■ PROBLEM ■
Please copy the lines from the line with "Subject: red santa hat pompom" to the line with "xmin=222 ymin=144 xmax=239 ymax=151", unchanged.

■ Box-labeled dataset extracts ■
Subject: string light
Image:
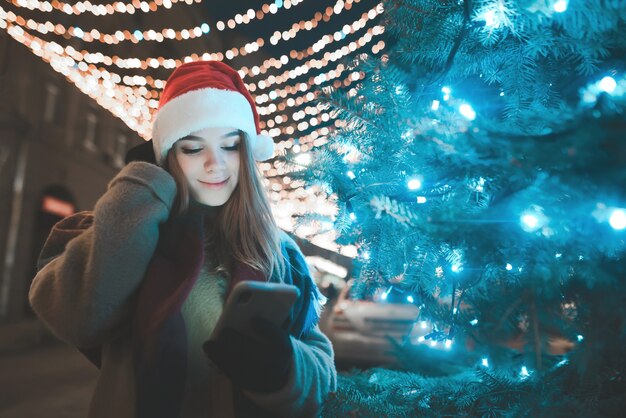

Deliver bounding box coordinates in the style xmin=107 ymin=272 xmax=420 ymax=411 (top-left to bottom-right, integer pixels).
xmin=598 ymin=76 xmax=617 ymax=94
xmin=0 ymin=0 xmax=370 ymax=50
xmin=1 ymin=16 xmax=376 ymax=139
xmin=7 ymin=0 xmax=202 ymax=16
xmin=407 ymin=179 xmax=422 ymax=190
xmin=519 ymin=366 xmax=530 ymax=379
xmin=459 ymin=103 xmax=476 ymax=120
xmin=552 ymin=0 xmax=569 ymax=13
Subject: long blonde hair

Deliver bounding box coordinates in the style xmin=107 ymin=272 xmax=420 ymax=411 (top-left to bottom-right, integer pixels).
xmin=164 ymin=130 xmax=286 ymax=280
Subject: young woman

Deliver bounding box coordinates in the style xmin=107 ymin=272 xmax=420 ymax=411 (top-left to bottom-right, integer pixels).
xmin=29 ymin=62 xmax=337 ymax=418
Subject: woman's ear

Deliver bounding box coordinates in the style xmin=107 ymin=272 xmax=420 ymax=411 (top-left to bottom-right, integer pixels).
xmin=124 ymin=140 xmax=157 ymax=164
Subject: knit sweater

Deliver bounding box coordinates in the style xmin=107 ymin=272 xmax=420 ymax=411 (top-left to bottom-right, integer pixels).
xmin=29 ymin=162 xmax=336 ymax=418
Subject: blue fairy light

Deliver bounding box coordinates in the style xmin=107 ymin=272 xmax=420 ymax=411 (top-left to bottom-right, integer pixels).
xmin=552 ymin=0 xmax=569 ymax=13
xmin=441 ymin=87 xmax=452 ymax=101
xmin=520 ymin=205 xmax=548 ymax=232
xmin=519 ymin=366 xmax=530 ymax=378
xmin=598 ymin=76 xmax=617 ymax=94
xmin=459 ymin=103 xmax=476 ymax=120
xmin=609 ymin=209 xmax=626 ymax=231
xmin=522 ymin=214 xmax=539 ymax=229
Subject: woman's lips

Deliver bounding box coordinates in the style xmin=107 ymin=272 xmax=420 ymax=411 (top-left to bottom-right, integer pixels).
xmin=198 ymin=177 xmax=230 ymax=189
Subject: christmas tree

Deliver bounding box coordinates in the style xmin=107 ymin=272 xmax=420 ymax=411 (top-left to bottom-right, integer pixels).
xmin=284 ymin=0 xmax=626 ymax=417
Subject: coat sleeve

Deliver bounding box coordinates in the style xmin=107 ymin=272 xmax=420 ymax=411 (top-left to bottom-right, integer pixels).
xmin=244 ymin=237 xmax=337 ymax=417
xmin=245 ymin=325 xmax=337 ymax=417
xmin=28 ymin=162 xmax=176 ymax=348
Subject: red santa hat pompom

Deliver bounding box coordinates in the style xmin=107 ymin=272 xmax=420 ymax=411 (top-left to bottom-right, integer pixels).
xmin=152 ymin=61 xmax=274 ymax=165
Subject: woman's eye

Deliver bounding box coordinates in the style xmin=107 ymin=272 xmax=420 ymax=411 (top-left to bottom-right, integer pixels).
xmin=222 ymin=144 xmax=239 ymax=151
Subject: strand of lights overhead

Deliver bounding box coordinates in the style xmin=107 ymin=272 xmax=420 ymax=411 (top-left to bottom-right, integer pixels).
xmin=0 ymin=19 xmax=370 ymax=143
xmin=0 ymin=7 xmax=210 ymax=45
xmin=1 ymin=2 xmax=384 ymax=139
xmin=42 ymin=1 xmax=384 ymax=85
xmin=2 ymin=0 xmax=304 ymax=43
xmin=215 ymin=0 xmax=304 ymax=32
xmin=239 ymin=4 xmax=384 ymax=83
xmin=246 ymin=26 xmax=384 ymax=94
xmin=41 ymin=22 xmax=384 ymax=115
xmin=2 ymin=0 xmax=360 ymax=46
xmin=7 ymin=0 xmax=202 ymax=16
xmin=7 ymin=0 xmax=304 ymax=24
xmin=72 ymin=32 xmax=376 ymax=116
xmin=0 ymin=19 xmax=151 ymax=138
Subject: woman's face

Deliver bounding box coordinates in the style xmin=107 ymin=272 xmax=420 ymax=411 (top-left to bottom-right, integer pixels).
xmin=174 ymin=127 xmax=240 ymax=206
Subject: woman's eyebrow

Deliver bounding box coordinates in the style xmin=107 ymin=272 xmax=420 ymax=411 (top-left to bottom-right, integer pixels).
xmin=180 ymin=135 xmax=203 ymax=141
xmin=222 ymin=131 xmax=239 ymax=138
xmin=180 ymin=131 xmax=239 ymax=141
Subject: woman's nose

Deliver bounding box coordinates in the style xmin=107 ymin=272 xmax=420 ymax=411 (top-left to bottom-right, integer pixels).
xmin=204 ymin=148 xmax=223 ymax=170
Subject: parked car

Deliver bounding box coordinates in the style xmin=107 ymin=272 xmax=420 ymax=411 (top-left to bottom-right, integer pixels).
xmin=320 ymin=280 xmax=419 ymax=364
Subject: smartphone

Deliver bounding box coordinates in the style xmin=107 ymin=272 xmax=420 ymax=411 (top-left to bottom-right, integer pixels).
xmin=209 ymin=281 xmax=300 ymax=340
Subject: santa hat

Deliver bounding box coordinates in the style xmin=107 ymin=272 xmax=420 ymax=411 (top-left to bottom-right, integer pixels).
xmin=152 ymin=61 xmax=274 ymax=165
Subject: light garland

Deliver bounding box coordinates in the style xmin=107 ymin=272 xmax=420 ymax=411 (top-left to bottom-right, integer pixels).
xmin=0 ymin=0 xmax=360 ymax=47
xmin=7 ymin=0 xmax=197 ymax=16
xmin=0 ymin=16 xmax=380 ymax=147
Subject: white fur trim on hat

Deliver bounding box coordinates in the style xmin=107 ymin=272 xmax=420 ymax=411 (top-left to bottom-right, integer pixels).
xmin=152 ymin=87 xmax=274 ymax=165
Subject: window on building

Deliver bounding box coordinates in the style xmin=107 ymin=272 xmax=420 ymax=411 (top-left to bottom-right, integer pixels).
xmin=113 ymin=133 xmax=127 ymax=168
xmin=43 ymin=83 xmax=59 ymax=122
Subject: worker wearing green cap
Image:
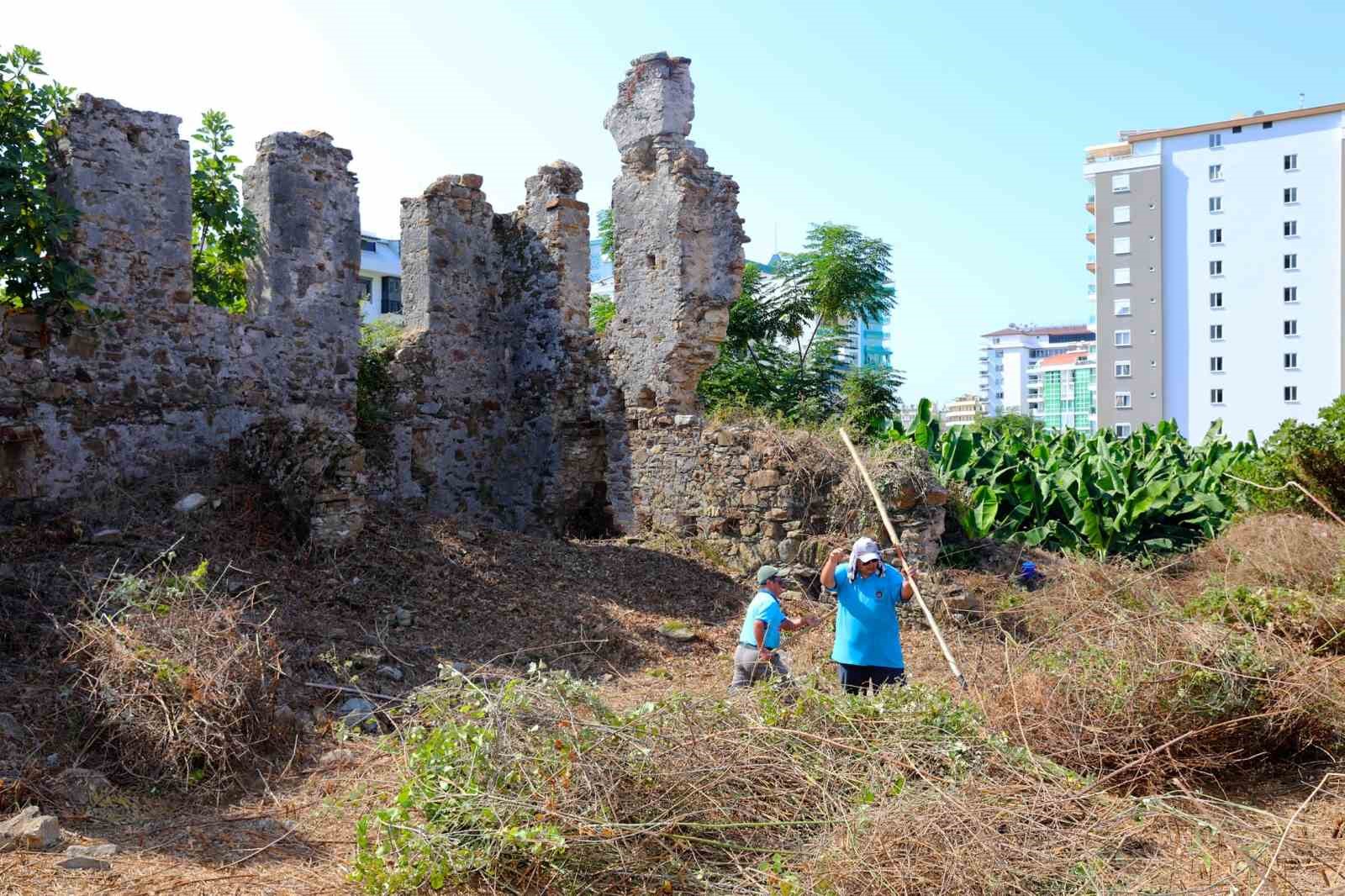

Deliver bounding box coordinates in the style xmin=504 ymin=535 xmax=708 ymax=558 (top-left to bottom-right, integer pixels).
xmin=729 ymin=567 xmax=818 ymax=690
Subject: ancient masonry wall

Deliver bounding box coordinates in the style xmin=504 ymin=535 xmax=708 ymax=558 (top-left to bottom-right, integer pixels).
xmin=0 ymin=96 xmax=359 ymax=537
xmin=635 ymin=409 xmax=948 ymax=572
xmin=377 ymin=161 xmax=610 ymax=534
xmin=603 ymin=52 xmax=748 ymax=529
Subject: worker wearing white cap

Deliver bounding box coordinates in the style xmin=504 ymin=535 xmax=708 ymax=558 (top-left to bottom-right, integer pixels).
xmin=822 ymin=537 xmax=913 ymax=694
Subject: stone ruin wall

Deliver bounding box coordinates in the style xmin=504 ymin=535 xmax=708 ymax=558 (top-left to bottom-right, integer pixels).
xmin=0 ymin=52 xmax=942 ymax=567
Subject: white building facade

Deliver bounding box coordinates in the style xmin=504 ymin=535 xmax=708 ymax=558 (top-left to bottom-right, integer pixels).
xmin=359 ymin=235 xmax=402 ymax=323
xmin=1084 ymin=103 xmax=1345 ymax=439
xmin=978 ymin=324 xmax=1096 ymax=417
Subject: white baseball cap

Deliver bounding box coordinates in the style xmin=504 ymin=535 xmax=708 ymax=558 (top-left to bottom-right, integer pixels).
xmin=854 ymin=537 xmax=883 ymax=562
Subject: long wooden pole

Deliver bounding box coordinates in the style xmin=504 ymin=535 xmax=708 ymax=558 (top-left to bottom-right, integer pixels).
xmin=836 ymin=430 xmax=967 ymax=690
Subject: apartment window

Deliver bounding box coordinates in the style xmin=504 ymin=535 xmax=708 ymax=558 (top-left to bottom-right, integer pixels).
xmin=382 ymin=277 xmax=402 ymax=315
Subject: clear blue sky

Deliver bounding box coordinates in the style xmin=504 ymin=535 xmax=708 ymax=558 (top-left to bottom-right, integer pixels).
xmin=10 ymin=0 xmax=1345 ymax=401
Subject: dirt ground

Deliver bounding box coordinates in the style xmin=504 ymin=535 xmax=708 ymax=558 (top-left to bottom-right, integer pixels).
xmin=0 ymin=480 xmax=1345 ymax=896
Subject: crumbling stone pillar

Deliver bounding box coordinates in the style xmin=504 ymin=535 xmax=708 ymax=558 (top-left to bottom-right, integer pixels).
xmin=603 ymin=52 xmax=748 ymax=530
xmin=242 ymin=130 xmax=361 ymax=432
xmin=604 ymin=52 xmax=746 ymax=413
xmin=398 ymin=175 xmax=509 ymax=517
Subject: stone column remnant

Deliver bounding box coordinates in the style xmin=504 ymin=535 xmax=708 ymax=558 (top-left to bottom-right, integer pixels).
xmin=244 ymin=130 xmax=361 ymax=432
xmin=398 ymin=173 xmax=507 ymax=515
xmin=604 ymin=52 xmax=748 ymax=413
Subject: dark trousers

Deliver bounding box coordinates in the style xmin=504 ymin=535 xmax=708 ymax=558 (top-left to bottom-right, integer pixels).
xmin=836 ymin=663 xmax=906 ymax=694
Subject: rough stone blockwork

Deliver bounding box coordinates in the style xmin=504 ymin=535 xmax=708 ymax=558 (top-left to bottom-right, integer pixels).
xmin=0 ymin=96 xmax=359 ymax=538
xmin=635 ymin=409 xmax=948 ymax=572
xmin=603 ymin=52 xmax=748 ymax=529
xmin=385 ymin=161 xmax=610 ymax=533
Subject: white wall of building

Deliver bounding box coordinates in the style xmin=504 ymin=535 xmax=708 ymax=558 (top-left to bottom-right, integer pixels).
xmin=1157 ymin=112 xmax=1345 ymax=439
xmin=359 ymin=235 xmax=402 ymax=323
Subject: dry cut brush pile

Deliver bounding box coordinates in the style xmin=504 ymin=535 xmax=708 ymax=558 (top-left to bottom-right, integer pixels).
xmin=986 ymin=517 xmax=1345 ymax=786
xmin=67 ymin=556 xmax=293 ymax=786
xmin=355 ymin=676 xmax=1184 ymax=896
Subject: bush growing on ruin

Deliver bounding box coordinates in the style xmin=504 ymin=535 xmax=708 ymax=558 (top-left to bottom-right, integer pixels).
xmin=191 ymin=109 xmax=261 ymax=314
xmin=0 ymin=45 xmax=98 ymax=331
xmin=355 ymin=316 xmax=402 ymax=448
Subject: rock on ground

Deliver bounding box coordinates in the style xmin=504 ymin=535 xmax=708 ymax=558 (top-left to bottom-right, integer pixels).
xmin=0 ymin=806 xmax=61 ymax=851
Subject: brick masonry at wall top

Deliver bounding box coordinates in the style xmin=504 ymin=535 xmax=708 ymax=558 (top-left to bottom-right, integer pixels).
xmin=627 ymin=409 xmax=947 ymax=572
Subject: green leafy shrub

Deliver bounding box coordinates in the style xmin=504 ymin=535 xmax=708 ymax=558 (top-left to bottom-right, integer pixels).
xmin=355 ymin=316 xmax=404 ymax=450
xmin=354 ymin=676 xmax=1130 ymax=893
xmin=889 ymin=399 xmax=1255 ymax=556
xmin=191 ymin=109 xmax=261 ymax=314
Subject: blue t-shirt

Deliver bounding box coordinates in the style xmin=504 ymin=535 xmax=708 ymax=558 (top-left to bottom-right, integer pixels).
xmin=738 ymin=589 xmax=784 ymax=650
xmin=831 ymin=564 xmax=905 ymax=668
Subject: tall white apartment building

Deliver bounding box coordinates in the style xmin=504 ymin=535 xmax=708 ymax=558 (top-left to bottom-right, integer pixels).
xmin=1084 ymin=103 xmax=1345 ymax=439
xmin=979 ymin=324 xmax=1096 ymax=417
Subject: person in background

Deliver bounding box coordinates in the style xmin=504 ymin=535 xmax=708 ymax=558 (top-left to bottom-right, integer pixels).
xmin=822 ymin=537 xmax=913 ymax=694
xmin=729 ymin=567 xmax=818 ymax=690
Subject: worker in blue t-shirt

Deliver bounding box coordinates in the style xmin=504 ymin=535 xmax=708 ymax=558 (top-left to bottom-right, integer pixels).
xmin=822 ymin=538 xmax=913 ymax=694
xmin=729 ymin=567 xmax=818 ymax=690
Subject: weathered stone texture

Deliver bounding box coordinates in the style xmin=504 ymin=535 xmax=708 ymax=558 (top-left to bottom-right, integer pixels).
xmin=244 ymin=130 xmax=359 ymax=432
xmin=604 ymin=52 xmax=746 ymax=413
xmin=379 ymin=161 xmax=607 ymax=531
xmin=628 ymin=408 xmax=947 ymax=572
xmin=0 ymin=96 xmax=359 ymax=538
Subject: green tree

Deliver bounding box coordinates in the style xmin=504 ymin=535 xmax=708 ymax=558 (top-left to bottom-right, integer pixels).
xmin=841 ymin=365 xmax=901 ymax=437
xmin=597 ymin=208 xmax=616 ymax=261
xmin=589 ymin=296 xmax=616 ymax=336
xmin=191 ymin=109 xmax=261 ymax=314
xmin=768 ymin=222 xmax=894 ymax=362
xmin=971 ymin=413 xmax=1047 ymax=439
xmin=0 ymin=45 xmax=98 ymax=334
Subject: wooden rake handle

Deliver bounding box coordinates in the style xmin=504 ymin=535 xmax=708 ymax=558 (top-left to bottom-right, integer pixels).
xmin=836 ymin=430 xmax=967 ymax=690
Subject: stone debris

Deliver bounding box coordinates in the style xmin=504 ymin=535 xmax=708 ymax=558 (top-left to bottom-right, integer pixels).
xmin=0 ymin=806 xmax=61 ymax=851
xmin=172 ymin=491 xmax=206 ymax=514
xmin=0 ymin=713 xmax=29 ymax=741
xmin=56 ymin=844 xmax=117 ymax=871
xmin=56 ymin=768 xmax=113 ymax=806
xmin=340 ymin=697 xmax=378 ymax=733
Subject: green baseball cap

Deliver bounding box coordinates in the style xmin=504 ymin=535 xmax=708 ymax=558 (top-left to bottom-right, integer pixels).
xmin=757 ymin=565 xmax=780 ymax=585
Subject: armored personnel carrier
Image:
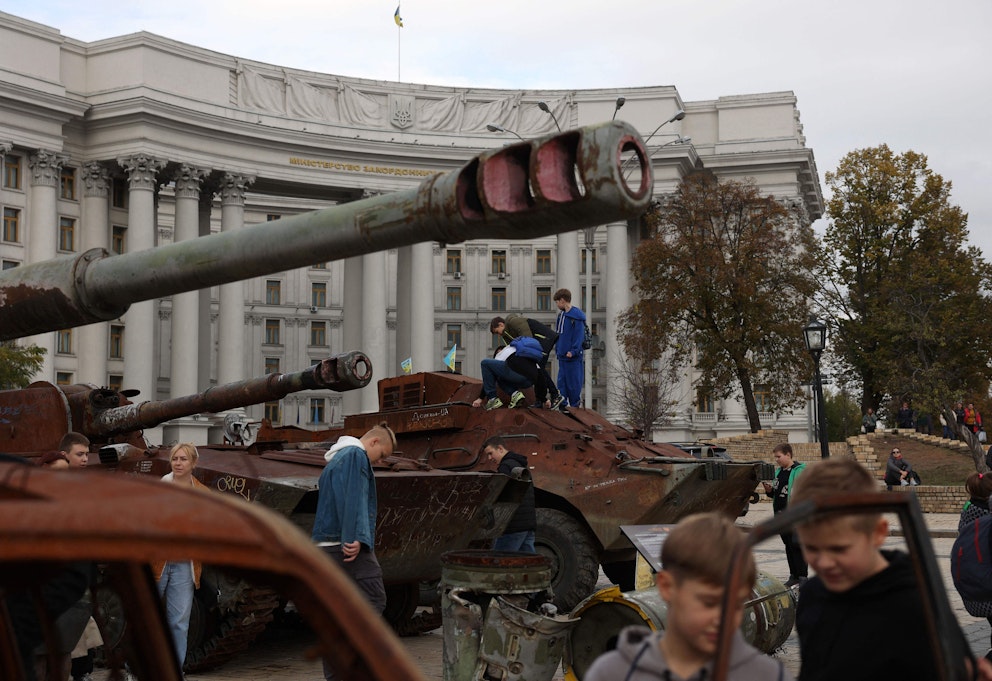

■ RESULT OF THIS TASK ■
Subject: red santa hat pompom

Deliver bounding box coordinates in the style xmin=107 ymin=272 xmax=420 ymax=411 (top-left to bottom-right, integer pixels).
xmin=152 ymin=61 xmax=274 ymax=165
Subject: woman's eye

Deliver bounding box coordinates in the style xmin=107 ymin=272 xmax=420 ymax=411 (top-left to bottom-right, integer pixels).
xmin=222 ymin=144 xmax=239 ymax=151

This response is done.